**Stated task**
Reproduce the entries below from the line with "Study the photograph above. For every instance of the serving" up to and including the line with "(146, 1122)", and nothing else. Keep all the wording unchanged, but scale every point coordinate by 1.85 and round it to a whole number, with halves rounded up.

▶

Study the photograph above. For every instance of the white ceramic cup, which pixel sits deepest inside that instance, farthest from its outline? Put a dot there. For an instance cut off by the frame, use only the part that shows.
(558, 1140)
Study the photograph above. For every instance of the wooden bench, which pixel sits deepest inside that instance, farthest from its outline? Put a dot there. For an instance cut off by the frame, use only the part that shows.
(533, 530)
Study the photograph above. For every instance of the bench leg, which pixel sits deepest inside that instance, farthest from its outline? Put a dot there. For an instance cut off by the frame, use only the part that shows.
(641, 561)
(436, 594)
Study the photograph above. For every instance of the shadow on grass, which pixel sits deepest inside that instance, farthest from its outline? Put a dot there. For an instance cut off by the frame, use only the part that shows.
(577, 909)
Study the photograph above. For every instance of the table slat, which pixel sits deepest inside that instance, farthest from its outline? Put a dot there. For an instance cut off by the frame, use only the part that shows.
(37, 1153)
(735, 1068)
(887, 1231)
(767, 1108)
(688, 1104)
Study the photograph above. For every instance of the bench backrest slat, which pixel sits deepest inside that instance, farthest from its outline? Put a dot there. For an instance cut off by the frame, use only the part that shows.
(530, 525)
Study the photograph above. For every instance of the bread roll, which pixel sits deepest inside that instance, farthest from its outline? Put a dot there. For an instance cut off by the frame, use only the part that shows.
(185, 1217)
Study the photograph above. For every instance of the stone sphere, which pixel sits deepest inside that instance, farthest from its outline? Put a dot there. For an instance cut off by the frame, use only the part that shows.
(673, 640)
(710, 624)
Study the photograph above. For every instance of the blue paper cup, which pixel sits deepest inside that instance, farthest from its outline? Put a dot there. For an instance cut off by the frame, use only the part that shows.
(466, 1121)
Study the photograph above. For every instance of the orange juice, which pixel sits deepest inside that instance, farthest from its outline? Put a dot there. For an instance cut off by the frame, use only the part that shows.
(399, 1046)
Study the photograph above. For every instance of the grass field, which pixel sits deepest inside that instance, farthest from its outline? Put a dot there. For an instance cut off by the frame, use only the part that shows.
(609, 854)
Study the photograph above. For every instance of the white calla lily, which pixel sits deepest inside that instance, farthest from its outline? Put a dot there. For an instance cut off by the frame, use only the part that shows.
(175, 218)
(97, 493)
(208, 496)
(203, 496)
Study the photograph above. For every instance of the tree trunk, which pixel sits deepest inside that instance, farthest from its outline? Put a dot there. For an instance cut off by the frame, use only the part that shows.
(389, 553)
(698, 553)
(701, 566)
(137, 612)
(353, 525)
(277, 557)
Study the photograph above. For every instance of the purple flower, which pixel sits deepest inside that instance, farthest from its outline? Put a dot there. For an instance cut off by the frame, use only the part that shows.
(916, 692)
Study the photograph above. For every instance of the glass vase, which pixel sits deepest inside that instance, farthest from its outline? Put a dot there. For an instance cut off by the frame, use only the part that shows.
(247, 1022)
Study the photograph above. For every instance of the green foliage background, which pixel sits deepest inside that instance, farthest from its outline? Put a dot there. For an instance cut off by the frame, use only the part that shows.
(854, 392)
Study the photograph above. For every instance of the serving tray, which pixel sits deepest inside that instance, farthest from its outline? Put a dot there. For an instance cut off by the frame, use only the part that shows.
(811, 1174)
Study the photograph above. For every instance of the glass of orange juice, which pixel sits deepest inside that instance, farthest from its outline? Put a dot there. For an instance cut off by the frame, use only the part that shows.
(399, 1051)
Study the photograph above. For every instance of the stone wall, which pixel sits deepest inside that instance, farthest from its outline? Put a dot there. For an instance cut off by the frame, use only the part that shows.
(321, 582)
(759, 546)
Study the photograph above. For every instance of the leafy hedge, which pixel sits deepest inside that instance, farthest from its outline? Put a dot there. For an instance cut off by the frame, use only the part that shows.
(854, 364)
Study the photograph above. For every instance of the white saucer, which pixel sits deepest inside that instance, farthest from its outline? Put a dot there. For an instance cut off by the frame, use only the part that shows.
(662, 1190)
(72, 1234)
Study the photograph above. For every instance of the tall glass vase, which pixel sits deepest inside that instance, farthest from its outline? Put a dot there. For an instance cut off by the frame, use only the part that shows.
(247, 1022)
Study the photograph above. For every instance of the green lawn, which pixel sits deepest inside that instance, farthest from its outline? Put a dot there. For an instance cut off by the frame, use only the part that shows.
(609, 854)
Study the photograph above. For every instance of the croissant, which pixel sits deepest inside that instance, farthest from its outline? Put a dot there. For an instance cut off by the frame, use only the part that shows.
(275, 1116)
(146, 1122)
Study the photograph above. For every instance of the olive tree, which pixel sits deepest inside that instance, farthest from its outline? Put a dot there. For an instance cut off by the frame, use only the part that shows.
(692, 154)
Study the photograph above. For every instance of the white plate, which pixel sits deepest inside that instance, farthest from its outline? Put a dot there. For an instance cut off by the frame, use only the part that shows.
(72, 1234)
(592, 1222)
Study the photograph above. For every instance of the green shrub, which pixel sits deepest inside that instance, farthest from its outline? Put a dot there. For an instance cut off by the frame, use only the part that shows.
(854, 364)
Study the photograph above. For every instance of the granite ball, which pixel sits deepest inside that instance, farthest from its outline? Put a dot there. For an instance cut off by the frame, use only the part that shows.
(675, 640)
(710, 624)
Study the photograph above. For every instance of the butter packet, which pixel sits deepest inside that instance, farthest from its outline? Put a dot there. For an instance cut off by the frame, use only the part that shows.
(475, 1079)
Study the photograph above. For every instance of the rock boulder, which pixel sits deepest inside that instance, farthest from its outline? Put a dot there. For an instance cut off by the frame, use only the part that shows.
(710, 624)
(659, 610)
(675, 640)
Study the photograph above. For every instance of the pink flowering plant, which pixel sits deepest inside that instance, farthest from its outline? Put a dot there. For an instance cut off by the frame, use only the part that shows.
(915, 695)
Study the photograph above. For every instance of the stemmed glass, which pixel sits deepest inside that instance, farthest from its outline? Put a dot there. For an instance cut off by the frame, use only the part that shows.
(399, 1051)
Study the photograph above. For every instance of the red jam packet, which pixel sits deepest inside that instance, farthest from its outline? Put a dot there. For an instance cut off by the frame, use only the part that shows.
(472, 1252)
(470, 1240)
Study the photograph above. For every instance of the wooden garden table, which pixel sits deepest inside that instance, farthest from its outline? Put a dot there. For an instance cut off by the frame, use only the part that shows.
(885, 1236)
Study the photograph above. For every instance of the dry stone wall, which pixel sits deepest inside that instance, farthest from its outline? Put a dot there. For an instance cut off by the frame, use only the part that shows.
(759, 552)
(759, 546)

◀

**Solution to this task**
Study the photograph above. For every instance of the serving tray, which pixel sits deepest inside that instance, farthest from its outline? Put a dot there. For an instance cut off by the frame, use only the part that shows.
(1500, 2172)
Study the photograph above. For every instance of the glass of orange juice, which pixel sits deepest inside that instance, farthest from its outline? Put a dot there. For an instance cut off by the frame, use only the part that shows.
(738, 1944)
Study the photograph above. For every instance of the stone wall, which pixel sits deepest inside that instance, farthest from its outline? Put a dot there. For an instance cut off by the frame, use only the part that shows.
(594, 1077)
(1404, 1010)
Study the photograph above. For every instance of the leafy hedge, which pixel sits deepest inside that instance, farthest from its outline? Put a dot there. For an instance cut off by the frame, use only the part that shows.
(1580, 673)
Study the photograph above. For every instance of the white saucer, which pixel sits deepest inside that instance, farthest from its outline? Put a dot there. For an instance cut off by the frame, use only the part that shows.
(1225, 2202)
(133, 2283)
Study the photograph above. For every instance of the tall glass vase, which pixel sits deepest inside that instance, farthest from its outline? Put a dot there. For an instance cut off by the frame, use only the part that shows.
(457, 1891)
Study the photograph above. For every instance of the green lawn, which pixel sits deepest inside that instance, farthest from its outline? Put a dot there. For an instance cut off by the frame, use only the part that shows.
(1127, 1580)
Study the photograph above. For every instance of the croissant, which pixel sits deepest inside that instance, farthest from its outline? Put a dot there. For an instance cut off by the frame, use only the part that shows.
(509, 2065)
(270, 2076)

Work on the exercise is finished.